Text block:
Furthermore, Gujarat is also a leader in pharmaceutical manufacturing in India and accounts for 33 percent of the country’s sector turnover and 28 percent of exports.
Gujarat has also been producing a significant amount of green energy in India. In comparison to 7,541.5 megawatts (MW) in FY 2020, the state's operational capacity for producing electricity from wind energy sources currently stands at 8,561.8 MW.
For offshore financial market investors, India’s first International Financial Services Center (IFSC) has been set up at Gujarat International Financial Tec-City (GIFT City) near Ahmedabad. Recent changes in tax regulations include the waiver of several tax liabilities like goods and services tax (GST), dividend distribution tax, and capital gains tax for entities operating in the IFSC GIFT City. According to tax experts, Category III alternative investment funds (AIF) setting up in IFSC GIFT City will benefit from zero tax on bond trading and zero tax on derivative trading, which is in line with offshore treaties. GIFT City is modelled along the hybrid structure of Singapore’s financial center.
Additionally, a Diamond Research and Mercantile (DREAM) City is also being developed close to Surat district in the state, to promote diamond trading from Gujarat at an estimated project cost of INR 24000 million. Spread over 2,000 acres, DREAM City will house an International Diamond Trading Hub and a Diamond Bourse.
What makes Rajasthan a top attraction for corporate investments?
Rajasthan, India's largest state by area, borders Punjab, Haryana, Uttar Pradesh, Madhya Pradesh, and Gujarat, five other significant Indian states. Around 40 percent of the Indian market is accessible through this state's bordering states, and it also acts as a vital transportation link between the northern Indian states and the ports along India's western coast.
Rajasthan has a workforce that is highly skilled and supported by a large English-speaking talent pool. In FY 2021, the service sector contributed around 45 percent of the state's gross value added (GVA) at current prices, while the agricultural sector made up about 30 percent.
With 82 major and minor minerals, Rajasthan is the second largest mineral producing state in India and produces more minerals than any other state in India. Rajasthan boasts of being the top producer of limestone, copper ore, silver, rock phosphate, and gypsum, in addition to being the only producer of zinc and lead in the nation and the greatest producer of marble.
The leading industries of Rajasthan other than mining and minerals are agri-processing, automotive, IT/ITES, petrochemicals, renewable energy, textiles, etc. More than 100 automotive and auto-component manufacturing units as well as about 850 factories in the food processing sector are located in the state.
Rajasthan economic profile
Rajasthan's GSDP reached INR 11.96 trillion in FY 2022, up 11.06 percent y-o-y. The state's per-capita income was INR 1,35,000 during that time.
In FY 2021, the service sector generated almost 45 percent of the state's gross value added (GVA) at current prices, compared to the agriculture sector's 30 percent contribution.
Rajasthan is dominating India's clean energy sector in terms of renewable energy, with the highest installed solar generation capacity (over 13,000 MW). Rajasthan is home to the largest solar park in the world, a 2245 MW facility near Bhadla.
Adani recently announced investments worth INR 650 billion in Rajasthan over the course of the following five to seven years for the construction of a massive 10,000 MW solar power capacity, the expansion of a cement plant, and the modernization of Jaipur Airport. These investments were made at the Invest Rajasthan 2022 Summit.
Additionally, according to data from Invest India, during the period from October 2019 to September 2022, Rajasthan received FDI inflows of US$1.88 billion.

(Phrase grounding data)

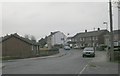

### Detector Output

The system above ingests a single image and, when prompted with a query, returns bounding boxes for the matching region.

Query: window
[83,38,85,41]
[96,36,98,40]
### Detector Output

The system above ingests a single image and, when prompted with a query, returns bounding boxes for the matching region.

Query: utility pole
[109,0,114,61]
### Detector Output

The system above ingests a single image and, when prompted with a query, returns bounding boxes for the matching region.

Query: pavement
[81,51,119,74]
[0,49,68,69]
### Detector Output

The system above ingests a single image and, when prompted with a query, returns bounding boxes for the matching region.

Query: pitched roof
[74,30,108,37]
[2,33,37,45]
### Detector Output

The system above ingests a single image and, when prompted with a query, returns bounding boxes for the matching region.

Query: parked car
[64,46,70,50]
[82,47,95,57]
[74,46,79,49]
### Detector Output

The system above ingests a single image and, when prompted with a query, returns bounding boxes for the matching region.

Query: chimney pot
[98,28,100,31]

Instructions:
[a] According to the text on Gujarat and Rajasthan, which states border Rajasthan? List them all.
[b] In the text on Gujarat and Rajasthan, where is the world's largest solar park located?
[c] Reproduce the stretch of the text on Gujarat and Rajasthan from "Rajasthan is dominating" through "of US$1.88 billion.".

Answers to the exercise:
[a] Punjab, Haryana, Uttar Pradesh, Madhya Pradesh, and Gujarat

[b] Near Bhadla, in Rajasthan.

[c]
Rajasthan is dominating India's clean energy sector in terms of renewable energy, with the highest installed solar generation capacity (over 13,000 MW). Rajasthan is home to the largest solar park in the world, a 2245 MW facility near Bhadla.
Adani recently announced investments worth INR 650 billion in Rajasthan over the course of the following five to seven years for the construction of a massive 10,000 MW solar power capacity, the expansion of a cement plant, and the modernization of Jaipur Airport. These investments were made at the Invest Rajasthan 2022 Summit.
Additionally, according to data from Invest India, during the period from October 2019 to September 2022, Rajasthan received FDI inflows of US$1.88 billion.